Task brief → Retype every row below character for character, changing nothing.

# START OF Recorded data

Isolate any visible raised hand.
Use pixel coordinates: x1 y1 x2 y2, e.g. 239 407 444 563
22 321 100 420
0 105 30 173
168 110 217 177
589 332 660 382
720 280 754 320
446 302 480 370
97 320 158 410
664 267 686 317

# END OF Recorded data

Completed task →
Isolate any visible raised hand.
Use pixel coordinates: x1 y1 x2 y2, e.g. 239 407 444 563
22 321 100 420
0 105 30 173
168 110 217 177
589 332 660 382
720 280 754 320
446 302 480 370
97 320 158 410
664 267 686 317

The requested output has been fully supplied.